→ SCHRIFTELIJKE OPDRACHT 1:
Noem alle personen die in het reisverhaal over de dag met Achmed bij naam worden genoemd.
→ SCHRIFTELIJKE OPDRACHT 2:
Hoeveel dagen duurde de cursus die Luc volgens het reisverhaal had gevolgd?
→ SCHRIFTELIJKE OPDRACHT 3:
Schrijf het reisverhaal over de dag met Achmed en de reisbegeleider Luc alsjeblieft verder, te beginnen na de laatste zin.

→ GEGEVEN TEKST:

◇ ◇ ◇ ◇ ◇

Veel kans om te protesteren kreeg ik niet en voor ik het goed en wel besefte zat ik bij de vriendelijke mensen thuis. Het duurde daar langer dan verwacht maar ook daarna mocht ik nog niet direct naar huis. De schoonouders van zijn vriend woonden enkele huizen verder en we moesten daar ook een bezoekje brengen.
Pas tegen acht uur was ik terug in het hotel. Achmed stelde voor om de volgende dag ergens naar toe te gaan, maar ik zei dat ik op vrijdag met de groep weg zou gaan. Hij zei toen dat we dan samen zouden gaan ontbijten en dat ik dan nadien (om 10u00) met de groep kon optrekken. Bleek dat even een communicatiestoornis De ontbijtplek lag 50km uit de stad. Zijn vrienden brachten ons daar naartoe. Maar we waren helemaal niet terug in het hotel om 10u00, we moesten op dat moment zelfs nog aan ons ontbijt beginnen. Ik was behoorlijk kwaad op dat moment, vooral ook op mezelf omdat ik me laten vangen had.
Uiteindelijk zijn we pas na 12u30 bij de groep gearriveerd met een taxi die Achmed betaald heeft. Na een kort bezoek aan het klooster moesten we daar alweer vertrekken. Achmed wou één en ander goed maken en heeft het minibusje voor de terugweg geregeld (en betaald)voor de groep. Na nog een bezoek aan een ander bedevaartsoord op de terugweg, konden we terug naar Damascus. Ik wou op dat moment al lang van Achmed af, maar had geen keuze gehad, maar nu wou ik die zo snel mogelijk kwijt. Luc zei echter dat ik hem niet zomaar kon droppen omdat hij net de rit had betaald voor de groep. Met veel moeite, en na nog een glaasje te drinken, zijn Anneke en ik (bedankt Anneke omdat je erbij was)er uiteindelijk in geslaagd om hem kwijt te raken. Oef, dat was een spannende dag, waarbij ik vooral geleerd heb om niet meer met vreemde mannen mee te gaan. Het is goed afgelopen, maar het had ook anders kunnen zijn. Mijn beschermengel had nog maar eens zijn werk goed gedaan
Er valt heel wat te vertellen over onze begeleider Luc. Het was de eerste reis die Luc mocht begeleiden. Hiervoor had hij een cursus van twee dagen gevolgd. (blijkbaar is dat voor Koning Aap voldoende) Wellicht kan hij er zelf ook niet aan doen, maar de man heeft ondanks de cursus- echt niet de goede capaciteiten om reisbegeleider te zijn.

◇ ◇ ◇ ◇ ◇

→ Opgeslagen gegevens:

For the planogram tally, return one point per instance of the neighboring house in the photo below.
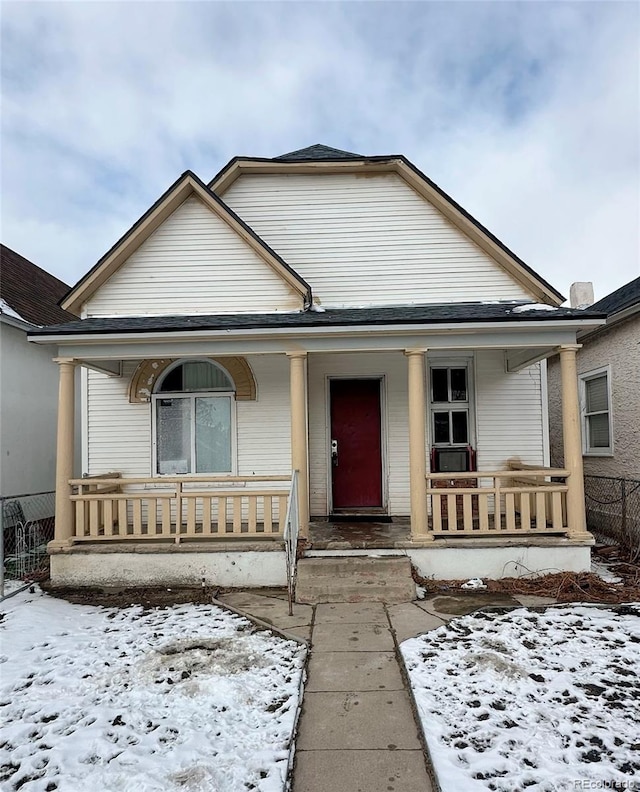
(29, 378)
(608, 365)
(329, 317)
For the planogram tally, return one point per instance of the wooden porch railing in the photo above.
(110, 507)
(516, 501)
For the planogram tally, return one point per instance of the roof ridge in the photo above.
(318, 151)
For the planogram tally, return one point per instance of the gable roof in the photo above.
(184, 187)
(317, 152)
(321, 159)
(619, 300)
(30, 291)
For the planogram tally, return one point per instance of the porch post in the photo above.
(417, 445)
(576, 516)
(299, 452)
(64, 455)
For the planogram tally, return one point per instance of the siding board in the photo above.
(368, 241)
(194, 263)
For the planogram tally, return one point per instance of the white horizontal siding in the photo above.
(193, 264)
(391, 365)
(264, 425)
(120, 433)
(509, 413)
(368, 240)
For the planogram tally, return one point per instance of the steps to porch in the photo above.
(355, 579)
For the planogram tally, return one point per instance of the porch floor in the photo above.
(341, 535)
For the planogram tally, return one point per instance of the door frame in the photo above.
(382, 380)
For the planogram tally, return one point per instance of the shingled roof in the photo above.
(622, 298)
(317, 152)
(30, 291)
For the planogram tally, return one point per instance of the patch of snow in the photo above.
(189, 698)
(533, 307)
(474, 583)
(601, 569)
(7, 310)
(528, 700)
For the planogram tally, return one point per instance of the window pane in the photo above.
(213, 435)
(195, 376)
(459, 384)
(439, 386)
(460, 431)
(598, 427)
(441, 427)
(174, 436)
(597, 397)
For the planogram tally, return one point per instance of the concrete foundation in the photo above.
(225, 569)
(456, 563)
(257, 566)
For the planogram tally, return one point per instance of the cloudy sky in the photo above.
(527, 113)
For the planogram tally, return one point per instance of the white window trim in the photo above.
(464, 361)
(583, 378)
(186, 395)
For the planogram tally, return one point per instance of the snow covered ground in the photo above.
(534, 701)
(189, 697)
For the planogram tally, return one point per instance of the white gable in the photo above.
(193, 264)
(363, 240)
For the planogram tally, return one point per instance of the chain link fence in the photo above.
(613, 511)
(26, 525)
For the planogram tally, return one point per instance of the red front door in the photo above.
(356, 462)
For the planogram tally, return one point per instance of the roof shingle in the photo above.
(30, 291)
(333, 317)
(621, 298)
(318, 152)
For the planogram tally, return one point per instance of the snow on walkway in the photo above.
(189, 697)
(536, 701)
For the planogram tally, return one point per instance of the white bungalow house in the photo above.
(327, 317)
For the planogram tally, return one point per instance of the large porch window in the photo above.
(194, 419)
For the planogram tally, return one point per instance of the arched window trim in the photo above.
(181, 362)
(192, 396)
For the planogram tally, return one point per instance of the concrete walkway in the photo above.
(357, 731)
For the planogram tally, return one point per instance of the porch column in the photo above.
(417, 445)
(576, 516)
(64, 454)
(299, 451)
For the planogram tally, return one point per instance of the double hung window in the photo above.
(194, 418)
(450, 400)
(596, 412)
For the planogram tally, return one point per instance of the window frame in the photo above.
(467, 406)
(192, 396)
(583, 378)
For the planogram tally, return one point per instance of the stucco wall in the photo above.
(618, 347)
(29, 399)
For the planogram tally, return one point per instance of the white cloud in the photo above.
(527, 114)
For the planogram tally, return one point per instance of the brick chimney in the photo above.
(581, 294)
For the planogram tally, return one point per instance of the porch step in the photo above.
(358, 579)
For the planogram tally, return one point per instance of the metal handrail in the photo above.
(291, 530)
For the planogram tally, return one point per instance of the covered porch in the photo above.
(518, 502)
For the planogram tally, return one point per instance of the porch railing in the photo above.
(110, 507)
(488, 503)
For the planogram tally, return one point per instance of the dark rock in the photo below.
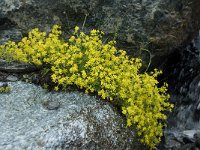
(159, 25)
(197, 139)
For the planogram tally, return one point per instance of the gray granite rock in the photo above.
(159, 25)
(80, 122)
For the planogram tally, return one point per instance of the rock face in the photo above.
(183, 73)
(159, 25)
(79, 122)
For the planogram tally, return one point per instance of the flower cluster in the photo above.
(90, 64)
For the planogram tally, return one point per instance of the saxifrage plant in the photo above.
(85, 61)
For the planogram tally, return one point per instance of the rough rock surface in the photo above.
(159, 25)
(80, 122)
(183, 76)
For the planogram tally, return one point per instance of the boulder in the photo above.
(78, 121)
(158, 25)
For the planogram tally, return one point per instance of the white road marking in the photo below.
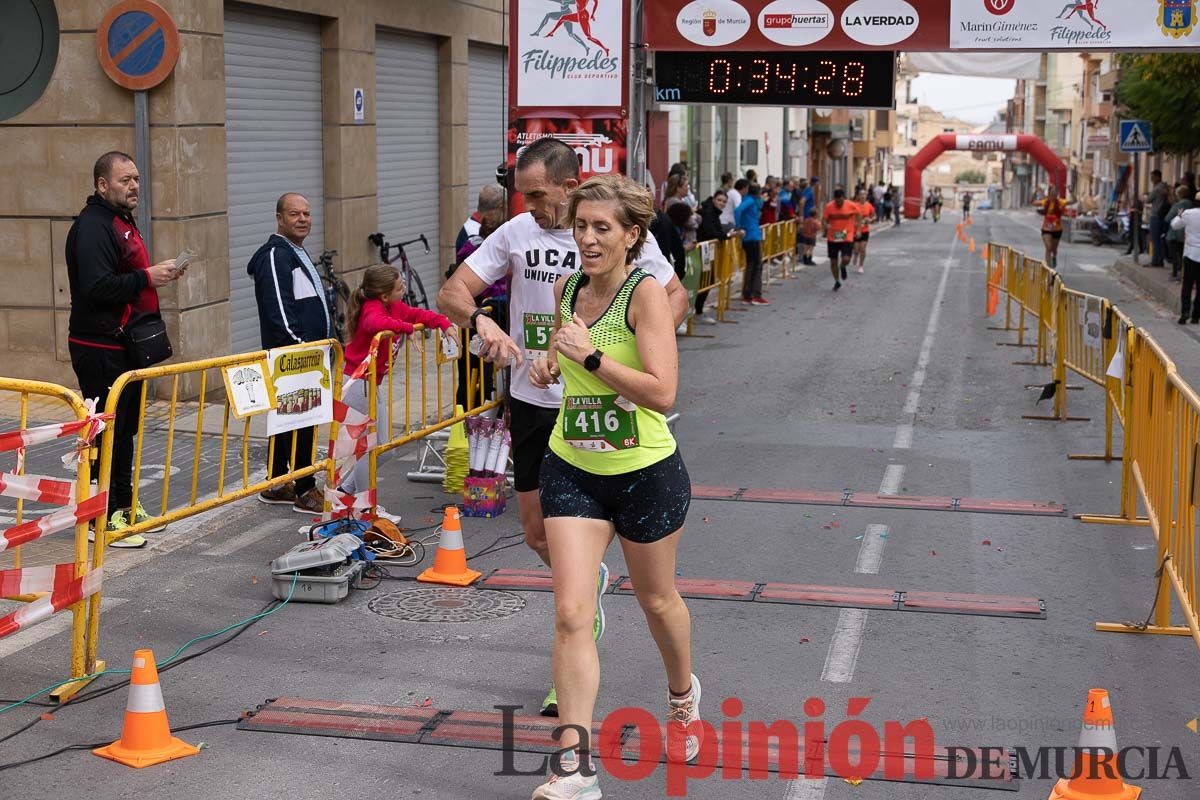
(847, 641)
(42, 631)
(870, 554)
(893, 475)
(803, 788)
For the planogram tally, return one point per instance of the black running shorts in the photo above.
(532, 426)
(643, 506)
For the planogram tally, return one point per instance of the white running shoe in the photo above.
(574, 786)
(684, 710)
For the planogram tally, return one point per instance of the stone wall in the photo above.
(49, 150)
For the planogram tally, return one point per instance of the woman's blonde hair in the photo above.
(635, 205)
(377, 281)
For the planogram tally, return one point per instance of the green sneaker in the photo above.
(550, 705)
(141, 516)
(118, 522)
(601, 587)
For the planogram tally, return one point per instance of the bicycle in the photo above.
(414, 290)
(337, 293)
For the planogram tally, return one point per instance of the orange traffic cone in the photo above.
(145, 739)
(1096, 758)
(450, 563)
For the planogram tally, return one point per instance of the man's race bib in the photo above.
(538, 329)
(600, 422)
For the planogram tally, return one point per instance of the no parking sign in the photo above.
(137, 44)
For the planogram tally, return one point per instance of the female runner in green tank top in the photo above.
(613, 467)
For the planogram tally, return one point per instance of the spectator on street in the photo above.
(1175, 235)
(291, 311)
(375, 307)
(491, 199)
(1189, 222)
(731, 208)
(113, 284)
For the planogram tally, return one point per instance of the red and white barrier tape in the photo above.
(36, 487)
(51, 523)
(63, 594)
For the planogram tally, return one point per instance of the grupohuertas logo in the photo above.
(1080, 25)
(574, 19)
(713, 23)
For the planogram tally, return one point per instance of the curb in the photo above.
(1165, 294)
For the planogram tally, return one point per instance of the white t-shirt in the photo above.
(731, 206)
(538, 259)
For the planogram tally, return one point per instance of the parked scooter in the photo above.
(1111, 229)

◇ ◇ ◇ ◇ ◇

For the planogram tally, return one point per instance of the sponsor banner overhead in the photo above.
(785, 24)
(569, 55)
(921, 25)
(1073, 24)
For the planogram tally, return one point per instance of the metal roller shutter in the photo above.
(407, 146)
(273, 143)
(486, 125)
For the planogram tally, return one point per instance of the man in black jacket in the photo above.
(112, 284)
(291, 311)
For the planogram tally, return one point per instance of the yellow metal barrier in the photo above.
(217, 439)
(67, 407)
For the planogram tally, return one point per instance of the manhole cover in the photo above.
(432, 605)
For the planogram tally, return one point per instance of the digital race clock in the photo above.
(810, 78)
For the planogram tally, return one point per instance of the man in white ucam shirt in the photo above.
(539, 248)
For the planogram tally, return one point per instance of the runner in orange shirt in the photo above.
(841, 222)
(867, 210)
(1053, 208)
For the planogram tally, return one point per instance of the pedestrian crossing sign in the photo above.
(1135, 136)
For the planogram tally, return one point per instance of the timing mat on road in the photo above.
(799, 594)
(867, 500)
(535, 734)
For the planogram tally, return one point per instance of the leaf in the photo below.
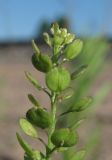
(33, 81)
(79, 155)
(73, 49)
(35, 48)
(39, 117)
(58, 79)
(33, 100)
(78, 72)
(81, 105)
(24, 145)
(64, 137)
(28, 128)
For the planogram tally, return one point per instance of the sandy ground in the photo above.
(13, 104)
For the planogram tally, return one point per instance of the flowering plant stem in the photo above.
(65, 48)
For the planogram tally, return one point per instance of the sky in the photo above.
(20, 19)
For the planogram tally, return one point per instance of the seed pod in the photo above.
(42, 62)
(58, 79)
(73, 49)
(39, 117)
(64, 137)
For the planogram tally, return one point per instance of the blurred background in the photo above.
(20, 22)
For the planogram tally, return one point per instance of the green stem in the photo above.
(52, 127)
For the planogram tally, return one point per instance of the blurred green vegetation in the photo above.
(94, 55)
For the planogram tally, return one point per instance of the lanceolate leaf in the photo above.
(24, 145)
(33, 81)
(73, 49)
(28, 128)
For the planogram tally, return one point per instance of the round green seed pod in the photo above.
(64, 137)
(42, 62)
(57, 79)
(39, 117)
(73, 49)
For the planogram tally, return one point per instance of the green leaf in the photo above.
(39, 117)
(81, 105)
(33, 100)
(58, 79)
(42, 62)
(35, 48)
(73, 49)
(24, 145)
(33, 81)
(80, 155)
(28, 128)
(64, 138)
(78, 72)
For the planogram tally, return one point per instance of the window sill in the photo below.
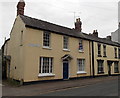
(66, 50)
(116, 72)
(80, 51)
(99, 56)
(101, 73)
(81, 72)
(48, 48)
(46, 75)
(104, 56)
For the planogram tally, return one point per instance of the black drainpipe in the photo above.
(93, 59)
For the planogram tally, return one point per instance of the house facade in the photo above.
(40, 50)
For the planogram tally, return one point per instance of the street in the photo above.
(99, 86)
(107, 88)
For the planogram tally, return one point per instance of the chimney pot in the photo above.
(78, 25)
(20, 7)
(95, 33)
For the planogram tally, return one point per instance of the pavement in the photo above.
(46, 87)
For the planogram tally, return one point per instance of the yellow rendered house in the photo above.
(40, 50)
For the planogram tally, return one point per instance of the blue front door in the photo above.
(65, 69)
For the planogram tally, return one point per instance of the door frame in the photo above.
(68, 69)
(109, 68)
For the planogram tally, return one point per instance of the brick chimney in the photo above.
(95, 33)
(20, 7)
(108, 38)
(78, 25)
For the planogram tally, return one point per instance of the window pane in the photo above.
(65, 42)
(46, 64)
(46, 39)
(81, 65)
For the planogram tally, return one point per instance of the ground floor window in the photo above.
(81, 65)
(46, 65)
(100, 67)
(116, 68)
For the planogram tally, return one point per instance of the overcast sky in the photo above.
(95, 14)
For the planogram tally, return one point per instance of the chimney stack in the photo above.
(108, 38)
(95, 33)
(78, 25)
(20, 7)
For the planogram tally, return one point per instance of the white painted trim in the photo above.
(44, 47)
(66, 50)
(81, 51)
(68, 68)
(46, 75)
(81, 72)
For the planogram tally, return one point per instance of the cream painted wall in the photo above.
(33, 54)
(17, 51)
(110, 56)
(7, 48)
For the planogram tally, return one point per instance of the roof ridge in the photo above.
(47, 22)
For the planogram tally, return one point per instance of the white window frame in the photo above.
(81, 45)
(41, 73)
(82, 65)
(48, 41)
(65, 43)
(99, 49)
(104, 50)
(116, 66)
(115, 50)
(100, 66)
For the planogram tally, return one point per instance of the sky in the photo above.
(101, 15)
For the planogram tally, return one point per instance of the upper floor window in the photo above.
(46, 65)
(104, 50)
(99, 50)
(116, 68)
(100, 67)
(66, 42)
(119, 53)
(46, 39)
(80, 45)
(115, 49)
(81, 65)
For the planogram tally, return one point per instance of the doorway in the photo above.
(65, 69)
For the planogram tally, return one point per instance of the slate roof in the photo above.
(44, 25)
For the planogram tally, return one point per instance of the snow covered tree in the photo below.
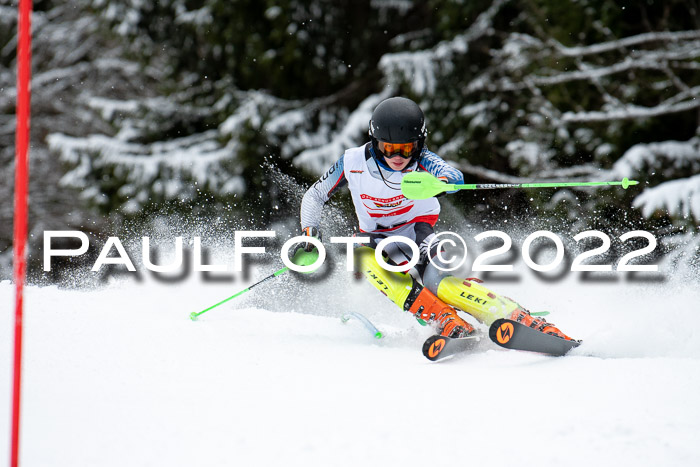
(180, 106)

◇ ◇ ◇ ◇ ◇

→ RESULTAAT OEFENING 1:
Achmed, Luc en Anneke.

→ RESULTAAT OEFENING 2:
Twee dagen.

→ RESULTAAT OEFENING 3:
Het opvallendste is dat hij blijkbaar heel selectief hoort, of met een ernstig concentratieprobleem zit. Daardoor kwamen we af en toe in een pijnlijke, maar ook soms grappige situatie terecht. Het meest frappante voorbeeld was dit toen iemand hem vroeg of we de tweede dag in de Wadi Rum ook een 4x4 ter beschikking zouden hebben. Hij antwoordde: ja, hier. Waarop wij: nee, 4x4. En hij ja ja, hier en zo ging het nog eventjes door. De helft van de groep zat op dat moment met de slappe lach, maar we konden niet luidop of in zijn gezicht lachen. Misschien heeft hij wel gemerkt dat we als groep niet helemaal tevreden waren over onze begeleider. Of misschien ook niet, zoals er wel meer aan zijn aandacht ontgaan is.
In Aleppo sliepen we in een hotel in het midden van de souq. Het was het origineelste hotel dat we op de hele reis gehad hebben. Niet het beste qua comfort, maar zo mooi ingericht: echt een decor uit de sprookjes van duizend-en-één-nacht. Toen we daar na het avondeten terug arriveerden, bleken er ook twee Noren in ons hotel te slapen. We hebben samen een paar glazen gedronken en een tijdje zitten praten op het dakterras. Altijd boeiend om nieuwe mensen tegen te komen, en zelfs uitgenodigd te worden om daar ooit eens op bezoek te gaan als ik nog eens in Noorwegen ben.
De volgende dag heb ik in Aleppo samen met Tineke de hammam bezocht. Niet helemaal te vergelijken met onze saunas, maar minstens een even grote belevenis.
Je krijgt een katoenen doek rond je en dan ga je naar de stoomruimte. Na tien minuten is het niet meer uit te houden van de warmte, maar vooral door het lawaai van de stoommotor. Als je daar buiten komt wordt je overgeleverd aan de handen van hammamvrouw. (een fort van een dame, enkel gekleed in een rood onderkleed). We begrepen haar woorden niet echt, maar het werd ons wel snel duidelijk of we moesten liggen of zitten of moesten draaien of ons moesten afspoelen. Ze waste eerst ons haar met een stuk zeep, wreef toen over ons lichaam met een soort schuurpapier tot alle dode huidcellen weg waren, en begon ons toen in te zepen met een spons. De massage was eerder beperkt: een klein neepje in onze pijnlijke spieren volstond blijkbaar.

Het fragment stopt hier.